--- Data supplied ---

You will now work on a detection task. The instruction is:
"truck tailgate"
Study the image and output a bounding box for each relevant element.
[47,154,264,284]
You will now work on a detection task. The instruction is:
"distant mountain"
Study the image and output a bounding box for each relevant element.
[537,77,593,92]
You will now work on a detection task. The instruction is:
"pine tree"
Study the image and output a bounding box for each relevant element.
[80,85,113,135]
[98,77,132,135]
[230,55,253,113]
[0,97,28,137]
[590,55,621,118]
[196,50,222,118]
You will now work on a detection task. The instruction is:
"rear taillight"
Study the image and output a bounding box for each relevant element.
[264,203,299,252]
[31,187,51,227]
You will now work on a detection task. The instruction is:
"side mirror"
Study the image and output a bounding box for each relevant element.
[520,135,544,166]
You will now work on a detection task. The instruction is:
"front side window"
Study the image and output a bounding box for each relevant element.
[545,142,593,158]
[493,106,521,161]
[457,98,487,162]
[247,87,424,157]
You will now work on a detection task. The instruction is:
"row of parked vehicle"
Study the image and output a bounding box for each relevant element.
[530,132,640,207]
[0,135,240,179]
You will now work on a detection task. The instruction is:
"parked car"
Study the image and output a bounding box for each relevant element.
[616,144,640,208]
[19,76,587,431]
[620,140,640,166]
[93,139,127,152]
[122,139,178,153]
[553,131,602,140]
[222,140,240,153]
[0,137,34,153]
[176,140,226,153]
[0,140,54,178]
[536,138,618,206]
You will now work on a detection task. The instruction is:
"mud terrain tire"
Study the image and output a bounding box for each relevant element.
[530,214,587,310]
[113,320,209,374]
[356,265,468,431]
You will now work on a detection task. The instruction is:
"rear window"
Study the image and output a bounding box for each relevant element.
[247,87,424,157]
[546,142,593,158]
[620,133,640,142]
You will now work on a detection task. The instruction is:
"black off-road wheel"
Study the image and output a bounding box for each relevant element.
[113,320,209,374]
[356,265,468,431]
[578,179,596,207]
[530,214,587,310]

---

■ **Your instructions**:
Copy all of the data above verbatim, line for line and in the same order.

■ **Correct output**:
You will now work on a detection task. The instruction is:
"truck tailgate"
Study the image and output a bounding box for each relevant element.
[47,154,264,284]
You will now work on a detection task. The instruction is:
"distant mountain"
Study the image and output a bounding box for each relevant element.
[537,77,593,92]
You will now work on a detection task. The instruction is:
"pine tree"
Study the image and output a bounding box for each relevant element.
[80,85,113,135]
[98,77,132,135]
[230,55,253,113]
[0,97,28,137]
[590,55,621,118]
[196,50,222,118]
You will now work on a detection task. The instruction is:
"rear taillight"
Study the image and output a bounding box for each relevant element.
[264,203,299,252]
[31,187,51,227]
You will now work on a detection task. The instruction is:
"side mirror"
Study the image and output a bounding box for each relevant element.
[520,135,544,166]
You will now work on a detection task. The instruction is:
"front side window"
Study the image and output a bounding box for each relevant element.
[545,142,593,158]
[493,106,521,161]
[457,98,487,162]
[247,87,424,157]
You will now work on a detection task. The instruction is:
"row of parked vehicle"
Study the image and output a bounding box for each relevant element.
[530,132,640,207]
[0,135,240,179]
You will now work on a detection task. The instruction is:
"parked car"
Study the image and output a bounding box for each relevant element.
[616,144,640,208]
[19,76,587,431]
[620,140,640,166]
[93,139,127,152]
[122,139,178,153]
[553,131,602,140]
[222,140,240,153]
[0,137,34,153]
[176,140,226,153]
[0,140,54,178]
[536,138,618,206]
You will now work on a detection task. The instruction is:
"mud terrain tire"
Study the image and output a bounding box for each relevant element.
[530,214,587,310]
[113,320,209,374]
[356,265,468,431]
You will now work on a detection task. The instruction is:
"rear window"
Study the image and output a bounding box for each relevant element.
[247,87,424,157]
[546,142,593,158]
[620,133,640,142]
You will now work on a detection task. The instruction is:
"black off-road wheel"
Study the image and output a bounding box for each relevant element.
[113,320,209,374]
[356,265,468,431]
[578,179,596,207]
[530,214,587,310]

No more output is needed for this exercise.